Exercise input:

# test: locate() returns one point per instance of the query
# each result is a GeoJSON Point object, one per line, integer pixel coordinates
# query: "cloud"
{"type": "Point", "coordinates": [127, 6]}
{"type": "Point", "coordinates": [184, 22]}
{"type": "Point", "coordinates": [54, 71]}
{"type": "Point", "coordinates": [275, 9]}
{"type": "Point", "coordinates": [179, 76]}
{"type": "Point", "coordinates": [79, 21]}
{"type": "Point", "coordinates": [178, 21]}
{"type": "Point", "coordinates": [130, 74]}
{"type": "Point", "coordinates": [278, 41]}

Exercise goal: From the line containing "# each result" through the end of the material, print each line exactly as it appears.

Your solution:
# each result is a GeoJSON Point object, one per line, integer pixel coordinates
# query: "cloud"
{"type": "Point", "coordinates": [127, 6]}
{"type": "Point", "coordinates": [184, 22]}
{"type": "Point", "coordinates": [54, 71]}
{"type": "Point", "coordinates": [275, 9]}
{"type": "Point", "coordinates": [179, 76]}
{"type": "Point", "coordinates": [79, 21]}
{"type": "Point", "coordinates": [178, 21]}
{"type": "Point", "coordinates": [130, 74]}
{"type": "Point", "coordinates": [278, 41]}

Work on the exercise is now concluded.